** START SELECTION **

Federal-Aid Highway Act of 1968
- Long title: An Act to authorize appropriations for the fiscal years 1970 and 1971 for the construction of certain highways in accordance with title 23 of the United States Code, and for other purposes.
- Enacted by: the 90th United States Congress

Citations
- Public law: Pub. L. 90–495
- Statutes at Large: 82 Stat. 815

Legislative history
- Introduced in the Senate as S. 3418 on May 1, 1968; Committee consideration by Senate Public Works; Passed the Senate on July 1, 1968 ; Passed the House on July 3, 1968 ; Signed into law by President Lyndon B. Johnson on August 23, 1968;

= Federal-Aid Highway Act of 1968 =

Federal highway legislation

The Federal-Aid Highway Act of 1968 (Public Law 90-495; 82 Stat. 815) is legislation enacted by the United States Congress and signed into law on August 24, 1968, which expanded the Interstate Highway System by 1500 mi; provided funding for new interstate, primary, and secondary roads in the United States; explicitly applied the environmental protections of the Department of Transportation Act of 1966 to federal highway projects; and applied the Davis–Bacon Act to all highway construction funded by the federal government. It established three new programs: a National Bridge Inspection Program, funding and fair housing standards for those displaced by federally funded highway construction, and a traffic operations study program.

** END SELECTION **
** START MATERIAL **

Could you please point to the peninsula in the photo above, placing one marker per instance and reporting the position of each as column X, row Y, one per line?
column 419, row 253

** END MATERIAL **
** START MATERIAL **

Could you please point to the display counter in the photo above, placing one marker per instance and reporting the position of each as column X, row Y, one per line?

** END MATERIAL **

GOAL: List the three new programs that the Federal-Aid Highway Act of 1968 text says the law established.

RESPONSE:
- A National Bridge Inspection Program
- Funding and fair housing standards for those displaced by federally funded highway construction
- A traffic operations study program